ACTIVITIES:
A. In the foster care passage, why did the family pay for the child's prescriptions themselves? Answer in one to three sentences.
B. Answer these questions about the foster care passage, one answer per line:
(i) How many birthday parties has the family thrown for the child?
(ii) How many mornings did the family spend in the basement WIC office?
(iii) How many young women did Michele Bachmann foster?
C. Rewrite the part of the foster care passage that opens with the words "On the other" and closes with "DuPage Children’s Museum.", replacing "zoo" with "aquarium".

On the other side of the ledger, we’ve spent hundreds of dollars on diapers, clothing, and toys. We bought a lot of PediaSure and multivitamins when her growth was poor, and we paid for her prescriptions when we had an urgent need and were out of state (Medicaid does not travel well). We pay for all the food she eats apart from what WIC provides, including meals out prompted by desperation or celebration. We’ve thrown her two birthday parties. Cumulatively, we’ve driven her hundreds of miles for doctor appointments, and hundreds more to get her to sleep. We’ve spent five mornings in the basement WIC office when we were supposed to be working. And naturally we have given her whatever share of a happy, enriching childhood that we can, with countless trips to the zoo and the DuPage Children’s Museum.
It’s an irony of foster care in America that the only politician who has made this juggling act visible in recent years should be Michele Bachmann. The Minnesota congresswoman and Tea Party firebrand has often invoked her experience as a foster mother to twenty-three young women. She represents both the genuine evangelical zeal for at-risk kids that sustains the system and the hostility to social programs that threatens it. All of those girls were on Medicaid, which Bachmann voted to cut dramatically. The private virtue we claim to admire can’t escape its dependence on the public weal.

SUPPLIED INFORMATION:
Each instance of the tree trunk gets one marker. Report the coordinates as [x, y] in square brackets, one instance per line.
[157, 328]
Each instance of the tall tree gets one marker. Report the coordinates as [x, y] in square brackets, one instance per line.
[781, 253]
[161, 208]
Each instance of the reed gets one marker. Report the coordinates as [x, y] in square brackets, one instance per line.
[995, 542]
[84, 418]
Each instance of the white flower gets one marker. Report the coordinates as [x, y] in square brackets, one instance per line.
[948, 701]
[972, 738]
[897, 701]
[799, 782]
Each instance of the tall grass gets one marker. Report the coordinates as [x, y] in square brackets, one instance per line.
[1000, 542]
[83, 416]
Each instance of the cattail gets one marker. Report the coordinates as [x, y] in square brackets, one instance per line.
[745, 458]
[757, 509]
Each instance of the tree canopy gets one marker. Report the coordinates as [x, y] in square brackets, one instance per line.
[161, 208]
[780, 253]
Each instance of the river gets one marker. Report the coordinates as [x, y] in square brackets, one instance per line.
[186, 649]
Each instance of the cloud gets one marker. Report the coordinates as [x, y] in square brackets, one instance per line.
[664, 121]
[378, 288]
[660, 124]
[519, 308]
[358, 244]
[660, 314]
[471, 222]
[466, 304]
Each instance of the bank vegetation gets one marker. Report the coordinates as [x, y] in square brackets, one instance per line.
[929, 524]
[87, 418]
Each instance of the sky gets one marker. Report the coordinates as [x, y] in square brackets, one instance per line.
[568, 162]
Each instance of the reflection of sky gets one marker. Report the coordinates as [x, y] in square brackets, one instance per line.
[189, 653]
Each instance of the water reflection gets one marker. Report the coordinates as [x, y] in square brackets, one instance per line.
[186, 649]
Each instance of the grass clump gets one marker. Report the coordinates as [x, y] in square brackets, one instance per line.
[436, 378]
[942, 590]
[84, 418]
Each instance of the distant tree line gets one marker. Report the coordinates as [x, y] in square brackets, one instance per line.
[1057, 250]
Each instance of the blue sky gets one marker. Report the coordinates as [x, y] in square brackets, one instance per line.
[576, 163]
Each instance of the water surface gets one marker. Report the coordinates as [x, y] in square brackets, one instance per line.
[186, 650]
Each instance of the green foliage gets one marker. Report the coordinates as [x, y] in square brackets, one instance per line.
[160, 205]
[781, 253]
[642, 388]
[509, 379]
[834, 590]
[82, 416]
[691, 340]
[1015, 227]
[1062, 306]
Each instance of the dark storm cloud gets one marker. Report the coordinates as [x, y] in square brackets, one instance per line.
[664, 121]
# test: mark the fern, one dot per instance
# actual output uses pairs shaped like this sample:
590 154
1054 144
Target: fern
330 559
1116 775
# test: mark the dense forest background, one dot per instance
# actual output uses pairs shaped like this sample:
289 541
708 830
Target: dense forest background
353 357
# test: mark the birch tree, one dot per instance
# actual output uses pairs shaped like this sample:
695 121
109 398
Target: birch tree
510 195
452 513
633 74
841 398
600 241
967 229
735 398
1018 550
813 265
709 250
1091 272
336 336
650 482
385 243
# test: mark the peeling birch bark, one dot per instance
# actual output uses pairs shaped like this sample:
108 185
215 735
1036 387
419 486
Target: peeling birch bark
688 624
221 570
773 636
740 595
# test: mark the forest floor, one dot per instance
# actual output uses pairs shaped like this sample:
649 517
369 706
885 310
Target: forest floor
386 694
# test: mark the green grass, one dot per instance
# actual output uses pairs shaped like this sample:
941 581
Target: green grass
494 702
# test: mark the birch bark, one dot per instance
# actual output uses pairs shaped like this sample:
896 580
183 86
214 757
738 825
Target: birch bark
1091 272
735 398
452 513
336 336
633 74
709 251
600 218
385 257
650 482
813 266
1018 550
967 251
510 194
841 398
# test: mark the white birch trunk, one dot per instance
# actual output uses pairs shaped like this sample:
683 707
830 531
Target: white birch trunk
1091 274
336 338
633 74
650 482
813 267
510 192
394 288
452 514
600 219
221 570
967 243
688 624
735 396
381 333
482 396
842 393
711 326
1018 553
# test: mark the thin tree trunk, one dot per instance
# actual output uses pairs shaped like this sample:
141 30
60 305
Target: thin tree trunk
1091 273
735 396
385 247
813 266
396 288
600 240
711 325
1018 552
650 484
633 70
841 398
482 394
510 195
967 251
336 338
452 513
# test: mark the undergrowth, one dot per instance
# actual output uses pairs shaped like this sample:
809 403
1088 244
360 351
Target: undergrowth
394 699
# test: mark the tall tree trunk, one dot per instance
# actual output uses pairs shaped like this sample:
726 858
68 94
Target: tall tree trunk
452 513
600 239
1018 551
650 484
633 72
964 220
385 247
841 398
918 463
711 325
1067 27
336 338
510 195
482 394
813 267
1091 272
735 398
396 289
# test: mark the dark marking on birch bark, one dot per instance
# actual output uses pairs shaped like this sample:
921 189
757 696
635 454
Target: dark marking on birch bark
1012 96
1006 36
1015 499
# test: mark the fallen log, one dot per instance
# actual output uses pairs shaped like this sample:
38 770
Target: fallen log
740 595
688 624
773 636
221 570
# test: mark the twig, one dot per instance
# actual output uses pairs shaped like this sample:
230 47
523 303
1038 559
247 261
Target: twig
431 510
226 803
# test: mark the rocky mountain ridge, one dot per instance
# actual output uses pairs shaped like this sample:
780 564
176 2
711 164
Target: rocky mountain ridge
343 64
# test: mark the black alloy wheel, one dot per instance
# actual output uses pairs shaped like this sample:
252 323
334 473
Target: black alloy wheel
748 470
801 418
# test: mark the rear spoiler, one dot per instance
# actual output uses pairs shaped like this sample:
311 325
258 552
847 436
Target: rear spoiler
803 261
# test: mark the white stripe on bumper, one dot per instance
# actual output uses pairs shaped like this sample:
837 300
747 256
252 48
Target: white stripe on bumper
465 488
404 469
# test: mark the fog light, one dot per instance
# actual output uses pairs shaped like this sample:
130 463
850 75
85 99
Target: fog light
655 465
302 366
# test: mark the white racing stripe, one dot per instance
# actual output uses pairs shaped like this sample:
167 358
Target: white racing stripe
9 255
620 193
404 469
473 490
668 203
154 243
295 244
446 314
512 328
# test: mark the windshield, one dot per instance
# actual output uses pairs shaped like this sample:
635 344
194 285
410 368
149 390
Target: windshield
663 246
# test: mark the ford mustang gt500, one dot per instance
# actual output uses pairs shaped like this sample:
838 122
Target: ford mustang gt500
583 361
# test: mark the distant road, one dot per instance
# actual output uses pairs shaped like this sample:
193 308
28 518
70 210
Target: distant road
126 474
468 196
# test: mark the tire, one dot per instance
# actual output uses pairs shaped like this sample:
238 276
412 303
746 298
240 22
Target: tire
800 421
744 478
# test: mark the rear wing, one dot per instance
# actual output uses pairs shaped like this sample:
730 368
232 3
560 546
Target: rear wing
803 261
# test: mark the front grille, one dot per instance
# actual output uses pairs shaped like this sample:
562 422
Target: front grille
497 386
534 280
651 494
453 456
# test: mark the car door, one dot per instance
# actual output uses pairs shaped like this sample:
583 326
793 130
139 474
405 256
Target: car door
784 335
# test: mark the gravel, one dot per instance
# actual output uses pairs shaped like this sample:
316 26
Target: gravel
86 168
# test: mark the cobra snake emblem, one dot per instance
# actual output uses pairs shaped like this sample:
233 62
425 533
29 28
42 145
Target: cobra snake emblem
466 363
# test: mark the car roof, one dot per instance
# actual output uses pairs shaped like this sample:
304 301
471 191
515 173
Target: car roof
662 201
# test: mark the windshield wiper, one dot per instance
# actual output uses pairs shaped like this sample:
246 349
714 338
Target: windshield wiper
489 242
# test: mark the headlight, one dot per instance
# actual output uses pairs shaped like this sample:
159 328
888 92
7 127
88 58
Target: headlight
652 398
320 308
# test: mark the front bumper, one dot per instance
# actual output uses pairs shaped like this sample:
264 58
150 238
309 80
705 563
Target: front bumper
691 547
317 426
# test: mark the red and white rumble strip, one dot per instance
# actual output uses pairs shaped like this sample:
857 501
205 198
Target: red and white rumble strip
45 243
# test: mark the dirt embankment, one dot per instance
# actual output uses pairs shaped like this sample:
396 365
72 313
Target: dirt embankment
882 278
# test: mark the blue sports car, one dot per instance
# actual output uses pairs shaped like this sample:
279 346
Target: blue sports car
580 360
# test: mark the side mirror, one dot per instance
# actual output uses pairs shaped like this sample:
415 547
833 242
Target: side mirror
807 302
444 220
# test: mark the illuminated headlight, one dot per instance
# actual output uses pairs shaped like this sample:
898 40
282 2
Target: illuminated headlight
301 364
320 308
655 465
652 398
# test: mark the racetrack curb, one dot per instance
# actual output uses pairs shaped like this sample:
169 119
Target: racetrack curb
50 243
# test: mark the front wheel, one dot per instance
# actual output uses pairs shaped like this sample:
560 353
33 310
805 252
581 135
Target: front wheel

ANSWERS BY ITEM:
A. They had an urgent need for the prescriptions while they were out of state. Medicaid does not travel well, so it did not cover them there.

B.
(i) Two.
(ii) Five.
(iii) Twenty-three.

C.
On the other side of the ledger, we’ve spent hundreds of dollars on diapers, clothing, and toys. We bought a lot of PediaSure and multivitamins when her growth was poor, and we paid for her prescriptions when we had an urgent need and were out of state (Medicaid does not travel well). We pay for all the food she eats apart from what WIC provides, including meals out prompted by desperation or celebration. We’ve thrown her two birthday parties. Cumulatively, we’ve driven her hundreds of miles for doctor appointments, and hundreds more to get her to sleep. We’ve spent five mornings in the basement WIC office when we were supposed to be working. And naturally we have given her whatever share of a happy, enriching childhood that we can, with countless trips to the aquarium and the DuPage Children’s Museum.